» The task: Your answer is a copy of every line in the records where "available" appears.

··· The data ···

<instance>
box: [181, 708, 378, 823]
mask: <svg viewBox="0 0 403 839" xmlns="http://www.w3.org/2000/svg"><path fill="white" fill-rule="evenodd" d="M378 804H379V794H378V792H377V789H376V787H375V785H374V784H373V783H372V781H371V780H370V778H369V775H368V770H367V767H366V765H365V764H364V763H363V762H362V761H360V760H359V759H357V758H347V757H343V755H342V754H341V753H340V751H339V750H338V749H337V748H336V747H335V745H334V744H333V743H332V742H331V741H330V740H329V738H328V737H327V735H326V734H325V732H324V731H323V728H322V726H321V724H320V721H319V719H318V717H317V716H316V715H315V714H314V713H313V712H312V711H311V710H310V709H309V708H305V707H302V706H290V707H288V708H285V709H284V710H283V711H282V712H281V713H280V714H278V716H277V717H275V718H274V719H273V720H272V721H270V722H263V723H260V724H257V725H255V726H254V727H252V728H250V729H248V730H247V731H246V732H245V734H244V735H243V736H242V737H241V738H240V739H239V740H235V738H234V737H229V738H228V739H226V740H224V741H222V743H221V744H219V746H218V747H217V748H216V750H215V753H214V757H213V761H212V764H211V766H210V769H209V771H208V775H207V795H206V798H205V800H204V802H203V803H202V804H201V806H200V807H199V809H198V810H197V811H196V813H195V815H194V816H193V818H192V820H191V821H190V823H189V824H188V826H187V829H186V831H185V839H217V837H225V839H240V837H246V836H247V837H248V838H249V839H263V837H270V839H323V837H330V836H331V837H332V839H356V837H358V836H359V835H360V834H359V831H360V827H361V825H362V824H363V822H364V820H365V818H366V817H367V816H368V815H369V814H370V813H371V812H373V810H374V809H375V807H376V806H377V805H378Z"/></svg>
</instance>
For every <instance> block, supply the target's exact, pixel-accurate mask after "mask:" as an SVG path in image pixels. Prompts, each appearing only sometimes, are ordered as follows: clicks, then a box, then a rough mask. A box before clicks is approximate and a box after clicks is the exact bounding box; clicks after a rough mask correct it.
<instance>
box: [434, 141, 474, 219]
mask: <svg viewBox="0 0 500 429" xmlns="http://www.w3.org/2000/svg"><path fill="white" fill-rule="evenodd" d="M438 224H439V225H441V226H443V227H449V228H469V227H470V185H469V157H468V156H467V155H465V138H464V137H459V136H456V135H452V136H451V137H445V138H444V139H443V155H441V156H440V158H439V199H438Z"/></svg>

···
··· The data ···

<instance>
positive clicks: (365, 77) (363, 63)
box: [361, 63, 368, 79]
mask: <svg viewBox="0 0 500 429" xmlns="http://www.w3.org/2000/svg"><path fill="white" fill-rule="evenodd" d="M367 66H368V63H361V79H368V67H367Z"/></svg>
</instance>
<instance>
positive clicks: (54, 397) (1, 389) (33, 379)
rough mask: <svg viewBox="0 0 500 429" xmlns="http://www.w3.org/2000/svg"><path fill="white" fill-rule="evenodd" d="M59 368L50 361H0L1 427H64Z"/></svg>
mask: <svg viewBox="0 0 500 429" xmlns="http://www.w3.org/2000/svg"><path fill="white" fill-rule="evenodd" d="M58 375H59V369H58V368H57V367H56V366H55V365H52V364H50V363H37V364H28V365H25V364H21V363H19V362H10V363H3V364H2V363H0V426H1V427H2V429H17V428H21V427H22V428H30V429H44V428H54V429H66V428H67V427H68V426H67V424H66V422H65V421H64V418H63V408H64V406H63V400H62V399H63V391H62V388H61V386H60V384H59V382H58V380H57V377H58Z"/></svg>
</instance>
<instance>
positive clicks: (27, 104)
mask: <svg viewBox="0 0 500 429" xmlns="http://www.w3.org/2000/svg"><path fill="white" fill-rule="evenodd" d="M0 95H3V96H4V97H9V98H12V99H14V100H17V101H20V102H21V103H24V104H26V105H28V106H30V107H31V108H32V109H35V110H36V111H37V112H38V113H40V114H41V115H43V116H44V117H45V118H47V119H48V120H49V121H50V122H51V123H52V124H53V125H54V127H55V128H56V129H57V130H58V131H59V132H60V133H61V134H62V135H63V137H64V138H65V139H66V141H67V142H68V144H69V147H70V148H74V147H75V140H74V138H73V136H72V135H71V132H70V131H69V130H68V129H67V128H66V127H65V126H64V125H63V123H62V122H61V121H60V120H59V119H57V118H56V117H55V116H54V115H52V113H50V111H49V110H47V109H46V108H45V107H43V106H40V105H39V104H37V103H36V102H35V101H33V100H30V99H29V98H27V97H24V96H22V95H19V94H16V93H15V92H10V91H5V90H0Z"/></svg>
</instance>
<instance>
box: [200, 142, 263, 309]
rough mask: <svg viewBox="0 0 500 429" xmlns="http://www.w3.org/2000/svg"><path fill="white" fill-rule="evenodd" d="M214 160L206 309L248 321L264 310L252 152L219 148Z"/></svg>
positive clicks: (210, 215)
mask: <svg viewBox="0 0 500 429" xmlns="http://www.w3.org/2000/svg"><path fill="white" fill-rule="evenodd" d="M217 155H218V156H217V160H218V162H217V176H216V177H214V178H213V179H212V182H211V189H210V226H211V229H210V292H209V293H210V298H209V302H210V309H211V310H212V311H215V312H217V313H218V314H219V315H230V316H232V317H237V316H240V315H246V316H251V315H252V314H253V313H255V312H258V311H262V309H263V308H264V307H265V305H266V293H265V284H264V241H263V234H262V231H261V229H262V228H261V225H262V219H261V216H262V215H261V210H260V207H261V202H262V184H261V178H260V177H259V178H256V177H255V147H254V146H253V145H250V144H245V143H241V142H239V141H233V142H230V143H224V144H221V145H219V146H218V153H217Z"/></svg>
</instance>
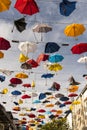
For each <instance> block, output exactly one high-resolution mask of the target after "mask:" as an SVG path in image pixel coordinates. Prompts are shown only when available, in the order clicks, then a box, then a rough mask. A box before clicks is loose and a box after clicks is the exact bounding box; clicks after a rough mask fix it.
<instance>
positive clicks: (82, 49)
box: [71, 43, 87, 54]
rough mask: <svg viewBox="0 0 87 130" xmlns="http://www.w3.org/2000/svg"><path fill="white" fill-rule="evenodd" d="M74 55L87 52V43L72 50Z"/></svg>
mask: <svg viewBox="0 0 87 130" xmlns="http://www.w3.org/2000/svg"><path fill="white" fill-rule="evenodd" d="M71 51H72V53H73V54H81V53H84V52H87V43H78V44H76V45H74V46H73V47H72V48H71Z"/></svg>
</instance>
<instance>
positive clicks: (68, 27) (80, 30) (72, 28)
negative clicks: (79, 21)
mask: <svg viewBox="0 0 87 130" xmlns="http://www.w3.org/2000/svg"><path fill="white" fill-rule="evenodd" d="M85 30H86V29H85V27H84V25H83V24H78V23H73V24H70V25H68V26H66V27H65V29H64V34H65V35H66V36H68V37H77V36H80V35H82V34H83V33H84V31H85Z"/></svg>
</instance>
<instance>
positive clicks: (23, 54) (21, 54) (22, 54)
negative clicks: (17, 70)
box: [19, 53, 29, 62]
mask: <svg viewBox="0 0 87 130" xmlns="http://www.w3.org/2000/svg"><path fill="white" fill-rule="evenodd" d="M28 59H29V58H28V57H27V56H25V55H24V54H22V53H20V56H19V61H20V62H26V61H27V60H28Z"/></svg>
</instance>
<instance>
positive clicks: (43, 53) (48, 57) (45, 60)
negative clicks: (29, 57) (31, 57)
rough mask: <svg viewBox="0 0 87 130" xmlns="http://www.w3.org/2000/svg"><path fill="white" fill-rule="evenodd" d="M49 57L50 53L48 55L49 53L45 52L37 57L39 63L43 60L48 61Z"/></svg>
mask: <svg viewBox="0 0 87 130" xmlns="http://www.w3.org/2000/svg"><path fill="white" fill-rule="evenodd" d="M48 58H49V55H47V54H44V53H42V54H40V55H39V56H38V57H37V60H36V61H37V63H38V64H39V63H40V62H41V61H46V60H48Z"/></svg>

···
··· The data ···

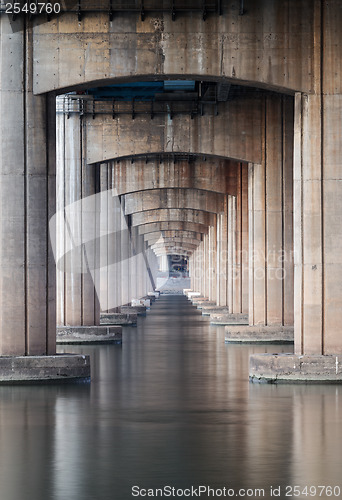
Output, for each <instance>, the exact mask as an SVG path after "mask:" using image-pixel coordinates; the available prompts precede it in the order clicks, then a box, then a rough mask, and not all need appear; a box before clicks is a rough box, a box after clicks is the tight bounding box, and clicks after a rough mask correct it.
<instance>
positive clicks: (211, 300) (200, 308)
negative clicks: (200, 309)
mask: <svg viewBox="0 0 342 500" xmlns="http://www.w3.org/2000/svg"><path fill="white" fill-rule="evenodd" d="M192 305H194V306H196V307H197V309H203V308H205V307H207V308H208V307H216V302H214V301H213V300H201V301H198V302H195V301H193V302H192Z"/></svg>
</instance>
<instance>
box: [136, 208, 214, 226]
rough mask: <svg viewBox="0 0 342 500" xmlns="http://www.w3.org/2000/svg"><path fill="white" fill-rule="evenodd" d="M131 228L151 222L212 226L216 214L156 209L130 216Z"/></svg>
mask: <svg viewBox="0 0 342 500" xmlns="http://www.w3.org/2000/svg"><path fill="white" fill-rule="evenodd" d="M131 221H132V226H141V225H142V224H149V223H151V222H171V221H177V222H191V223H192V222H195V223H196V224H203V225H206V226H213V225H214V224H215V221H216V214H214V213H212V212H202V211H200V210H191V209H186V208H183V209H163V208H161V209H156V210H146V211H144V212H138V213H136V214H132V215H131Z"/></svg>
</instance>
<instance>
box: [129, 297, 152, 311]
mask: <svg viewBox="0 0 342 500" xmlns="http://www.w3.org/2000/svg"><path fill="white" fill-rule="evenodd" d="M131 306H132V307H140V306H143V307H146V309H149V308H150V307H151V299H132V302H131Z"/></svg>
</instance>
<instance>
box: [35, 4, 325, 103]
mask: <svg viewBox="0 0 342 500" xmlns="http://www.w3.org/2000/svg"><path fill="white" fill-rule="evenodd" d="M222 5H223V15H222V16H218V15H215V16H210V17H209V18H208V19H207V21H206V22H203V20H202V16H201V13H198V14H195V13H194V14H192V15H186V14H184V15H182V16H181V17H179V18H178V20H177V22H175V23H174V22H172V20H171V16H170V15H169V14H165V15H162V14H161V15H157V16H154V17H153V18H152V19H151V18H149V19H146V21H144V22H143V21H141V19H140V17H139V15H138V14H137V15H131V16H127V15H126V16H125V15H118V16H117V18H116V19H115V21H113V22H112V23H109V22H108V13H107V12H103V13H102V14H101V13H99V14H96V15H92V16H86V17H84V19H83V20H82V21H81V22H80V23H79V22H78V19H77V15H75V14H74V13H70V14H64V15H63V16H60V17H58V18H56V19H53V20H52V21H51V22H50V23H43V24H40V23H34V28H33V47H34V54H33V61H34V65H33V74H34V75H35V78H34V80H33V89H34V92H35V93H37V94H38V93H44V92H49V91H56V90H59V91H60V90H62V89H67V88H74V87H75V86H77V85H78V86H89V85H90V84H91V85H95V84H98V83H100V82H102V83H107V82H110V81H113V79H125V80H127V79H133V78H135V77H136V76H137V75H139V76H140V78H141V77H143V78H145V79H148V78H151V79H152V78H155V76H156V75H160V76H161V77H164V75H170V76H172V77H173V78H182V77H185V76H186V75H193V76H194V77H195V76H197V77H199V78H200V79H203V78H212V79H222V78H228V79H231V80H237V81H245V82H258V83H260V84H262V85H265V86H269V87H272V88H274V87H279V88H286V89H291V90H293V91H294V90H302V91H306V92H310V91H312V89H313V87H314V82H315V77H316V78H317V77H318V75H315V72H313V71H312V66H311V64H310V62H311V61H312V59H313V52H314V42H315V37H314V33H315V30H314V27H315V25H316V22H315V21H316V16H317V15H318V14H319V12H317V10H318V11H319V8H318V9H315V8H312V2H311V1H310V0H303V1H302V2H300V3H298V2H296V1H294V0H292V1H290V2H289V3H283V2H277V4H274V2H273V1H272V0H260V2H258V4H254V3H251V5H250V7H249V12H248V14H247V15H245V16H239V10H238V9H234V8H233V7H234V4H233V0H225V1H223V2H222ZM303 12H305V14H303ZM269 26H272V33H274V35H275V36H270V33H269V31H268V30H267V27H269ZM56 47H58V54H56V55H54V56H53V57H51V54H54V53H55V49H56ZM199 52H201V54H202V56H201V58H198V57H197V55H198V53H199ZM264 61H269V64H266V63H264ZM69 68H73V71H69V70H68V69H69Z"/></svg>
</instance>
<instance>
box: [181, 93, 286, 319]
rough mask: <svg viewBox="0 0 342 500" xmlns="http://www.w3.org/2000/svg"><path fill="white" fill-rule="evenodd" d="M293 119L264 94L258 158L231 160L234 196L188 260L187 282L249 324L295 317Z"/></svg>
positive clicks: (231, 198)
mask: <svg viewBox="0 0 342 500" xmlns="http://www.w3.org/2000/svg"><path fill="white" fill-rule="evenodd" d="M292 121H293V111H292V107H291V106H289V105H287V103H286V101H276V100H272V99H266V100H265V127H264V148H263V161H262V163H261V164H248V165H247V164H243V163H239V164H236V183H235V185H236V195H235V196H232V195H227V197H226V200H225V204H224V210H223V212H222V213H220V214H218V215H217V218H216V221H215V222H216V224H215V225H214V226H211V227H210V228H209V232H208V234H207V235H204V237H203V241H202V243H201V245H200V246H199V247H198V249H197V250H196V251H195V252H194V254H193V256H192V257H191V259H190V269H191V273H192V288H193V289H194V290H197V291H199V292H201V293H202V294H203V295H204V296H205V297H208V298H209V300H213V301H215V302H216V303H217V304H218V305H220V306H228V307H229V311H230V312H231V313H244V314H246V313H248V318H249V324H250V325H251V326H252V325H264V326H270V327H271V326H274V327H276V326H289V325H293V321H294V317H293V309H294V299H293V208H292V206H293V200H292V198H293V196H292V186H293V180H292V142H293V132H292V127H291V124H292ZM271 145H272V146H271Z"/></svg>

···

» Task output:
For each <instance> block, output exactly one high-resolution mask of the target after "mask:" as an SVG path in image pixel coordinates. Prompts are shown only when available, in the order clicks, then a box, then a rough mask. A box before clicks is loose and a box after clicks is the exact bounding box; clicks after a rough mask fix it.
Output, for each <instance>, the exact mask as an SVG path after "mask:" using image-pixel coordinates; the available prompts precede it in the order clicks, then a box, then a rough mask, and not all need appear; a box before clicks is a rough box, a box after clicks is the tight bounding box, and clicks after a rough mask correct it.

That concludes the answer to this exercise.